- [Exercise details] The data below should be restated word for word, with every picture omitted.

(Stored data entries)
____

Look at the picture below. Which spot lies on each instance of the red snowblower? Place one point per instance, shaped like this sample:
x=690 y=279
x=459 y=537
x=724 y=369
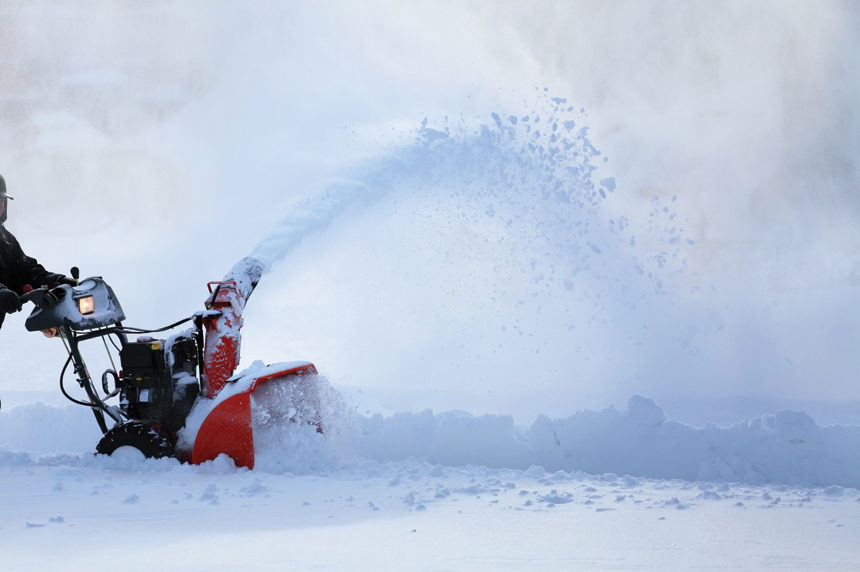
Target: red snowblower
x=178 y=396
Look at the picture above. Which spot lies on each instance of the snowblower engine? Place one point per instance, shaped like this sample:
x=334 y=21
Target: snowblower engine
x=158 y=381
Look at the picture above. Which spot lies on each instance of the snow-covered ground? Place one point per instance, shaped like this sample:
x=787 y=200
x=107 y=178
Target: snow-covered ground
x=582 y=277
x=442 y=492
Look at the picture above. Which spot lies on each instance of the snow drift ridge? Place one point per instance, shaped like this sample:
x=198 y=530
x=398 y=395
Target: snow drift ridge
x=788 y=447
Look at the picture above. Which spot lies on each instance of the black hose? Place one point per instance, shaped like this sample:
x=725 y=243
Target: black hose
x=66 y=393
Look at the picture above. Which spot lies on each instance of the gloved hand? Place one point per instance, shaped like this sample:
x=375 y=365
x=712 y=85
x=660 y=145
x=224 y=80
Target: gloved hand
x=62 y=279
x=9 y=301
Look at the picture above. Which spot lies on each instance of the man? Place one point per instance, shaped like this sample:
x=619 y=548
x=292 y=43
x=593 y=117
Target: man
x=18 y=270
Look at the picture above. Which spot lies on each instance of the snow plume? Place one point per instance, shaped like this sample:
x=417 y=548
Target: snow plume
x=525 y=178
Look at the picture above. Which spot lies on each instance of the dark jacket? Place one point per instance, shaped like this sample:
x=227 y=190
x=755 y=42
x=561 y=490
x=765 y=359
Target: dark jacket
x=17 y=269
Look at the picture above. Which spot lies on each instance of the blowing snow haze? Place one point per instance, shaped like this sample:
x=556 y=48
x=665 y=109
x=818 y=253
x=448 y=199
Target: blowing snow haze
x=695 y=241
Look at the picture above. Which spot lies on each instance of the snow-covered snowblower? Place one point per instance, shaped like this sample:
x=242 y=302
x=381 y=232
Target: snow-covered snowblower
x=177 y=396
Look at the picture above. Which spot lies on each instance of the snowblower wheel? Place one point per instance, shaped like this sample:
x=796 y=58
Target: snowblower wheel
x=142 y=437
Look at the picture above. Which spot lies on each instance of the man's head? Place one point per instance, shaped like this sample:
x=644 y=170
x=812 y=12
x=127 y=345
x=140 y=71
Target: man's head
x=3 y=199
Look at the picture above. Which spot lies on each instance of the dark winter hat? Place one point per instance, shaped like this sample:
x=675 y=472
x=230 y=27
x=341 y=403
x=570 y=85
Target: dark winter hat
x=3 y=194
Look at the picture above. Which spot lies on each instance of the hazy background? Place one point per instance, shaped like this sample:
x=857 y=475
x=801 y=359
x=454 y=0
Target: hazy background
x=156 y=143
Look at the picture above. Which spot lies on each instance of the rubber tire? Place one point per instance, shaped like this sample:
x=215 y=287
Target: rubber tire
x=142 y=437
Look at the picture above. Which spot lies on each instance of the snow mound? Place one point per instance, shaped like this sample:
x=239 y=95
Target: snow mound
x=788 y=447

____

- [Output of the exercise]
Look at the picture below. Which spot lies on each instance of the red snowblower? Place one point per instance, shaped like this sample:
x=690 y=279
x=459 y=537
x=724 y=369
Target: red snowblower
x=178 y=396
Look at the picture above. Which spot lies on each instance of the snowblower engine? Place one point per instance, shaped like this sample:
x=334 y=21
Target: snowblower engine
x=158 y=381
Look at the picture above. Which spot lies on each instance of the snow-covered ground? Place one point per instance, shaped like this sample:
x=787 y=200
x=107 y=178
Target: snow-covered ground
x=582 y=277
x=442 y=492
Look at the picture above. Which spot lies on each instance of the snow drift ridge? Place one point per instance, shaped like this sample:
x=198 y=530
x=398 y=395
Target: snow drift ridge
x=788 y=447
Look at the picture above. Which spot lies on each instance of the black hose? Place one point per instance, shaped like this sample:
x=725 y=243
Target: black hose
x=66 y=393
Look at the picture above. Which spot lies on each instance of the gloved hand? Place one point per instance, shaped like this sample:
x=375 y=365
x=712 y=85
x=660 y=145
x=224 y=80
Target: gloved hand
x=62 y=279
x=9 y=301
Look at the picture above. Which spot lies on each instance of the man? Place one point per instance, shaped like this sample:
x=619 y=548
x=292 y=43
x=593 y=117
Target: man
x=18 y=270
Look at the picture above. Which spot lies on each instance of the snow plume? Place one point per instance, shaped like this sample:
x=417 y=548
Target: snow plume
x=525 y=178
Look at the picture above. Which spot lies on each instance of the dark jacket? Place one point per instance, shaped like this sample:
x=227 y=190
x=755 y=42
x=561 y=490
x=765 y=359
Target: dark jacket
x=17 y=269
Look at the picture above. Which spot lies on each instance of the blowing snow haze? Place one point per instance, shaped like this sample:
x=556 y=48
x=665 y=109
x=818 y=253
x=448 y=199
Target: blowing snow haze
x=695 y=241
Look at the picture above. Which spot lies on each instance of the snow-covered snowblower? Place one point per instance, shaped like this sample:
x=242 y=302
x=381 y=232
Target: snow-covered snowblower
x=177 y=396
Look at the picture above. Which spot lies on each instance of the snowblower wheel? Place one point per instance, shaped like this sample:
x=796 y=58
Target: snowblower wheel
x=142 y=437
Look at the picture above. Which spot lies on each instance of the man's head? Place one point per instance, shaped like this sample:
x=644 y=170
x=812 y=12
x=127 y=345
x=140 y=71
Target: man's head
x=3 y=199
Look at the picture above. Which spot lies on each instance of the dark winter hat? Place one point per instance, shaped like this sample:
x=675 y=472
x=230 y=27
x=341 y=403
x=570 y=85
Target: dark winter hat
x=3 y=194
Look at the picture above. Which spot lies on each instance of the hazy background? Place one point per instance, shaped like this sample:
x=857 y=475
x=801 y=359
x=454 y=0
Target: hazy background
x=156 y=143
Look at the picture above. Which spot lies on each instance of the rubber tire? Place one point per instance, shaped like this sample:
x=215 y=287
Target: rubber tire
x=142 y=437
Look at the picture above. Which spot lies on each instance of the snow mound? Place one point per instance, shaped like this sample:
x=239 y=95
Target: snow mound
x=788 y=447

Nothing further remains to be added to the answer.